» **Extract to read**:
Any notice which CONSULTANT may desire or is required at any time to give or serve upon
DISTRICT may be delivered personally at EBMUD, 375 - 11th Street, Oakland, CA 94607-
4240, or be sent by United States mail, postage prepaid, addressed to:
Director of (Wastewater Department or Engineering and Construction Department)
P.O. Box 24055
Oakland, CA 94623-1055
or at such other address as shall have been last furnished in writing by DISTRICT to
CONSULTANT.
Such personal delivery or mailing in such manner shall constitute a good, sufficient and lawful
notice and service thereof in all such cases.
ARTICLE 9 - MISCELLANEOUS
9.1 This Agreement represents the entire understanding of DISTRICT and CONSULTANT
as to those matters contained herein. No prior oral or written understanding shall be of
any force or effect with respect to those matters covered hereunder. This Agreement may
only be modified by amendment in writing signed by each party.
9.2 This Agreement is to be binding on the successors and assigns of the parties hereto. The
services called for herein are deemed unique and CONSULTANT shall not assign,
transfer or otherwise substitute its interest in this Agreement or any of its obligations
hereunder without the prior written consent of DISTRICT.

» **What the exercise asks**:
Decide whether each statement below agrees with the agreement excerpt above, answering yes or no and quoting the words of the excerpt that decide it.
1. The consultant may deliver a notice to the district in person at an Oakland street address.
2. The parties can change this Agreement by oral agreement.
3. The consultant may transfer its interest in this Agreement once the district has given prior written consent.

» **Raw data**:

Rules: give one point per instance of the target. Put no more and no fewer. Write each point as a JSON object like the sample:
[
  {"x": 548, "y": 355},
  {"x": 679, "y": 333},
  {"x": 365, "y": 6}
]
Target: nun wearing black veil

» **Completed exercise**:
1. Yes: "may be delivered personally at EBMUD, 375 - 11th Street, Oakland"
2. No: "This Agreement may only be modified by amendment in writing signed by each party."
3. Yes: "CONSULTANT shall not assign, transfer or otherwise substitute its interest in this Agreement or any of its obligations hereunder without the prior written consent of DISTRICT."